*What the exercise asks*
Skip every line before the one containing "Where can you see the green grape", then copy that line and the rest of the entries below exactly, through the last line.

*Provided material*
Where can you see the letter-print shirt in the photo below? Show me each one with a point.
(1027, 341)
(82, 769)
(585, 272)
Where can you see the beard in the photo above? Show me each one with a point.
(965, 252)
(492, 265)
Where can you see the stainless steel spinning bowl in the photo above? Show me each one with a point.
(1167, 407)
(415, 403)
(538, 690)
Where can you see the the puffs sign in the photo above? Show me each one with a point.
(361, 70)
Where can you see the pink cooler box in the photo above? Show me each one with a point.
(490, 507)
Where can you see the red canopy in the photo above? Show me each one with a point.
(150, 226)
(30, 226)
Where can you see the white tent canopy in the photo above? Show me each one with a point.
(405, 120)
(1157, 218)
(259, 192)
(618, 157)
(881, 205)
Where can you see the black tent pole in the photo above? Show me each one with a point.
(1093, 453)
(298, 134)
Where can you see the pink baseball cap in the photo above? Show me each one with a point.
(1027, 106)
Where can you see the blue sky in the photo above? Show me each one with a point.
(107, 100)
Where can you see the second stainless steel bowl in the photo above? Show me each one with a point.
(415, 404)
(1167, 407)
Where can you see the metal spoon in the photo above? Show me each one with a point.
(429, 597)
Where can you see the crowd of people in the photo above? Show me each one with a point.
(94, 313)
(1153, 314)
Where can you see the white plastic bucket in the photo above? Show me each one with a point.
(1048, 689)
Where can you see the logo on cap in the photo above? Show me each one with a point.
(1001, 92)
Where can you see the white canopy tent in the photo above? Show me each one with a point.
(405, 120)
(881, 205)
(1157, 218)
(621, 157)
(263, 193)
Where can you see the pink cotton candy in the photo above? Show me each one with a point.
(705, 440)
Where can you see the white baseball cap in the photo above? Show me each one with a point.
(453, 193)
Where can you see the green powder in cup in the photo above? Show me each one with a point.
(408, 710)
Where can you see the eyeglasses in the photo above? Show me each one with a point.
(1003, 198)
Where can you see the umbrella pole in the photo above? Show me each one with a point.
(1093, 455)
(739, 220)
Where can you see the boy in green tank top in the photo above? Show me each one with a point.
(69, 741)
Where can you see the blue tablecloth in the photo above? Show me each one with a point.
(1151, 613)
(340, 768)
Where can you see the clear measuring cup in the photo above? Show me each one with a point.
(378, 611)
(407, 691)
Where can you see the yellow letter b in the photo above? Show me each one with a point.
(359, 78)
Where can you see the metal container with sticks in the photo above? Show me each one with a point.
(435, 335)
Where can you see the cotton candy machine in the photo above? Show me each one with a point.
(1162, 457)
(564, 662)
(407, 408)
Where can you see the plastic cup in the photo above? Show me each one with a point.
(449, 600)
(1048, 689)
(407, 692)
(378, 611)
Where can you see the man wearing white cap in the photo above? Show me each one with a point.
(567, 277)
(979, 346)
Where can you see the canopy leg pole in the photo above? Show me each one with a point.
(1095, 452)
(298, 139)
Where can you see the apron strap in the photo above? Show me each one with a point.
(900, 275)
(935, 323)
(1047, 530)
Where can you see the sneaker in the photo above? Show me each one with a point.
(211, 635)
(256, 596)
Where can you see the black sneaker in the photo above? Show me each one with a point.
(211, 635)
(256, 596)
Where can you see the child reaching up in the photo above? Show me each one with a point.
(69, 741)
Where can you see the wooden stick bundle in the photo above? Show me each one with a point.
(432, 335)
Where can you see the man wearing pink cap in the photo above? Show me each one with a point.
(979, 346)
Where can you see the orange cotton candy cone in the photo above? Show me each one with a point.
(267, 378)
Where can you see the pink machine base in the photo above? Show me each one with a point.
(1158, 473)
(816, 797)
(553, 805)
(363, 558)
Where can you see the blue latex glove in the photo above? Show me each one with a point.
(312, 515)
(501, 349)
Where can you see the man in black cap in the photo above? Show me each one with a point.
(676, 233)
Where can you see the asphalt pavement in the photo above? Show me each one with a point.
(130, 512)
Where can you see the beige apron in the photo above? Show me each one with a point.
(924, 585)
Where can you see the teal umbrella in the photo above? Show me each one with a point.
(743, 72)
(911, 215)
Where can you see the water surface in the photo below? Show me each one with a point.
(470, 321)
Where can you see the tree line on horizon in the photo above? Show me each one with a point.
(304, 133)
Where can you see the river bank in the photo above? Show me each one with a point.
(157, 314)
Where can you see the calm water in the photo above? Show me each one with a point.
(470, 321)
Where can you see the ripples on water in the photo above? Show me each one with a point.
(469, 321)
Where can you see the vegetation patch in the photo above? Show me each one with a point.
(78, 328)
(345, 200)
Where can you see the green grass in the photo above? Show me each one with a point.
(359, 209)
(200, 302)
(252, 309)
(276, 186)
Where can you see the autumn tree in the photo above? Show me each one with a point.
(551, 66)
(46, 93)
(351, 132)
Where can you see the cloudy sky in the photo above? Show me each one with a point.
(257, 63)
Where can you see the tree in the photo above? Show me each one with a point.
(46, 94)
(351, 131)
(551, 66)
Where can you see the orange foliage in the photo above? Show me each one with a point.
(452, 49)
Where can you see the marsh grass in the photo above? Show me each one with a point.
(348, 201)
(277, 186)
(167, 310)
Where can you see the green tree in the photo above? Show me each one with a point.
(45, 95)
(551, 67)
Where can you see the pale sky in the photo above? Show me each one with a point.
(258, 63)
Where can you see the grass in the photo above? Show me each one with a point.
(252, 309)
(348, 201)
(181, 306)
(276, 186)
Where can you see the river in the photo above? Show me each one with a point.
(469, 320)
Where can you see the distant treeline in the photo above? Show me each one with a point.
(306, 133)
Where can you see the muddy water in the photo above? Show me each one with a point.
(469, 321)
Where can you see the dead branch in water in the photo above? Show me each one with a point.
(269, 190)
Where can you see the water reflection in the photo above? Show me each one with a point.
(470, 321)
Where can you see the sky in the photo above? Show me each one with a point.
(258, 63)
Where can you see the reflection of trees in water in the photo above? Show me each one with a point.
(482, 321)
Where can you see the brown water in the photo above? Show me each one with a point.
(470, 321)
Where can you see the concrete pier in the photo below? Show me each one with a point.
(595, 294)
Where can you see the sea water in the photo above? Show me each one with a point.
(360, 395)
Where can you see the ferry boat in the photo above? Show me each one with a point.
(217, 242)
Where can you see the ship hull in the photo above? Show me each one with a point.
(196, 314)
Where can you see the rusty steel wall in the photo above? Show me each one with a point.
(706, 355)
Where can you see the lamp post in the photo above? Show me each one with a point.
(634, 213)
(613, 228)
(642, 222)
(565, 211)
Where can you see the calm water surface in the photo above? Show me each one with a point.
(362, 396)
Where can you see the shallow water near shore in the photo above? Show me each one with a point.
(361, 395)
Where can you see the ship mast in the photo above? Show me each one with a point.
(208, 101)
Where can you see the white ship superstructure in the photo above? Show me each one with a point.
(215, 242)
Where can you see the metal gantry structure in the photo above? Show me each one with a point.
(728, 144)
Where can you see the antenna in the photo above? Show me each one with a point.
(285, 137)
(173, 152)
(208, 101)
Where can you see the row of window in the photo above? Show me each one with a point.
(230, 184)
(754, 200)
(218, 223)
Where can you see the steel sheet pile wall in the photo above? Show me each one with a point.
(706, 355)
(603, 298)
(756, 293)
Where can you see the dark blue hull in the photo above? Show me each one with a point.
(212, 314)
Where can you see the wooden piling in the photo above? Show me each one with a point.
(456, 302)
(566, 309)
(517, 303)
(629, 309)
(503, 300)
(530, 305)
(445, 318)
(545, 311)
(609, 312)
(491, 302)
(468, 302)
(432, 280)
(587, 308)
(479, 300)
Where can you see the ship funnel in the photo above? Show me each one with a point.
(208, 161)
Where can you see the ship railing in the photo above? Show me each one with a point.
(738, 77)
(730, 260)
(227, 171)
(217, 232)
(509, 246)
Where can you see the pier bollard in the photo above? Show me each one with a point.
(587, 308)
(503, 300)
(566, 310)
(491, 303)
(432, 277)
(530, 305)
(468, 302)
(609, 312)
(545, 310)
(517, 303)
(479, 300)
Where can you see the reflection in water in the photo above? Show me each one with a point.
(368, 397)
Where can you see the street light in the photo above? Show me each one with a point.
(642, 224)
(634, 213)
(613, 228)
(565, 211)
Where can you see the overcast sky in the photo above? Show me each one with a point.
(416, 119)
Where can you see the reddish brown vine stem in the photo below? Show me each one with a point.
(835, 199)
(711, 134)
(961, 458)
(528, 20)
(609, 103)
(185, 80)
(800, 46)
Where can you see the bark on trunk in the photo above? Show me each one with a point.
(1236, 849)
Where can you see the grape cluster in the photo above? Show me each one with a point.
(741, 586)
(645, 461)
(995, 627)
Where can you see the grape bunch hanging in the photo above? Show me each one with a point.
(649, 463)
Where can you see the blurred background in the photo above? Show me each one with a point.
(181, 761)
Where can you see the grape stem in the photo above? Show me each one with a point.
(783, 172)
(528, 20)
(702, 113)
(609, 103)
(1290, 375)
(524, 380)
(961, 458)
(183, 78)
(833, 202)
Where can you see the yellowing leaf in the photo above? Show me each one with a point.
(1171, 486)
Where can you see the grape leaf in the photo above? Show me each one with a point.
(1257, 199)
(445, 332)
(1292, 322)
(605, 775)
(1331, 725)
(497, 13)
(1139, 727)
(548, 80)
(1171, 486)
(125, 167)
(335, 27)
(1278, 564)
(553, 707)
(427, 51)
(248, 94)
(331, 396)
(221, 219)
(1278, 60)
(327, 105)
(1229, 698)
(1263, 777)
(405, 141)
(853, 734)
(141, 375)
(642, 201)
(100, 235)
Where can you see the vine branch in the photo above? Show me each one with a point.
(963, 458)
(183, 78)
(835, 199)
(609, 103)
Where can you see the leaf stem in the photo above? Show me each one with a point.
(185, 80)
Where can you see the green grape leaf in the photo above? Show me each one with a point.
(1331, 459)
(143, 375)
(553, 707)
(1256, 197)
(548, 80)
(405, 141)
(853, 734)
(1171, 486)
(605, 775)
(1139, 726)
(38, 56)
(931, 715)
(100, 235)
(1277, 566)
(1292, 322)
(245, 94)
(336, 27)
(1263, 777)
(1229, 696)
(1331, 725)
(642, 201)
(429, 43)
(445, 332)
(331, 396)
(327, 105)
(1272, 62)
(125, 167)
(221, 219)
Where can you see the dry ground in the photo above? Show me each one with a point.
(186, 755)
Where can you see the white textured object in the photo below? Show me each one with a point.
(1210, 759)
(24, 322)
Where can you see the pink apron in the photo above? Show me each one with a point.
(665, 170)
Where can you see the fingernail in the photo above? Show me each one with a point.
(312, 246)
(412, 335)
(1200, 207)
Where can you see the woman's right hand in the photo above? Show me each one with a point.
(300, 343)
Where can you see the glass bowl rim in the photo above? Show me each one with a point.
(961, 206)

*Answer to this exercise*
Where can you see the green grape leaf in the photo above? Show me each one with a point.
(1331, 459)
(143, 375)
(553, 707)
(1256, 197)
(548, 80)
(405, 141)
(853, 734)
(1171, 486)
(605, 775)
(1139, 726)
(38, 56)
(931, 715)
(100, 235)
(1277, 566)
(1292, 322)
(245, 94)
(336, 27)
(1263, 777)
(1229, 696)
(1331, 725)
(642, 201)
(429, 43)
(445, 332)
(331, 396)
(327, 105)
(1272, 62)
(125, 167)
(221, 219)
Where can you see the dry ground in the photo above? Show me each one with a point.
(186, 755)
Where can you see the white textured object in the photo below? Show me each one with a point.
(1210, 759)
(24, 322)
Where can you see the pink apron in the photo above? Show me each one with a point.
(665, 170)
Where can you see the fingernail in the photo above? Show me each one with a point.
(312, 246)
(412, 335)
(1200, 207)
Where can you see the woman's right hand in the photo above? Show me each one with a point.
(300, 343)
Where can you see the glass bowl rim in the photo above? Show me each one with a point.
(961, 206)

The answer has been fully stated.